DATA FOR THIS TASK start

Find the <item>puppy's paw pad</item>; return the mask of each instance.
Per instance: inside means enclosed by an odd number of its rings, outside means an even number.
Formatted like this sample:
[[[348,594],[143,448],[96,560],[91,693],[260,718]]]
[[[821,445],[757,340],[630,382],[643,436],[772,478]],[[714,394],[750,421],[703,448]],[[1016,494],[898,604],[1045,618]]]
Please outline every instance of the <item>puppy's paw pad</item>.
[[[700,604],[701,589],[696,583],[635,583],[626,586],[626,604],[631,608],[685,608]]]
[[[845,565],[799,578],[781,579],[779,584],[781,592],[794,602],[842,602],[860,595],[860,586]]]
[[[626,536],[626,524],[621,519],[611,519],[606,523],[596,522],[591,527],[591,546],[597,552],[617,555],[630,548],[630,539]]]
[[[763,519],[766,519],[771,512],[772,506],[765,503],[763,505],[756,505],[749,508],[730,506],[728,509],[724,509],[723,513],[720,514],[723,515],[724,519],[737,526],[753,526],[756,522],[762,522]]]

DATA FOR THIS TASK end

• BRIEF: Can you copy out every line of the entries above word for word, without changing anything?

• RESULT OF THE TASK:
Find the <item>puppy's paw pad</item>; return the mask of each instance.
Per instance: inside means enclosed by an odd number of its rings, outside means an even number.
Formatted like this sample:
[[[348,594],[143,448],[96,560],[91,693],[260,718]]]
[[[821,445],[757,340],[630,382],[643,436],[772,478]],[[714,394],[750,421],[703,448]],[[1016,494],[898,604],[1045,618]]]
Please outline every instance of the <item>puppy's paw pad</item>.
[[[700,604],[701,589],[696,583],[635,583],[626,586],[626,604],[631,608],[685,608]]]
[[[845,565],[799,578],[781,579],[779,584],[781,592],[794,602],[842,602],[860,595],[860,586]]]
[[[626,536],[626,524],[621,519],[611,519],[606,523],[596,522],[591,527],[591,546],[597,552],[617,555],[630,548],[630,539]]]
[[[763,519],[766,519],[771,512],[772,506],[765,503],[763,505],[756,505],[749,508],[730,506],[728,509],[724,509],[723,513],[720,514],[723,515],[724,519],[737,526],[753,526],[756,522],[762,522]]]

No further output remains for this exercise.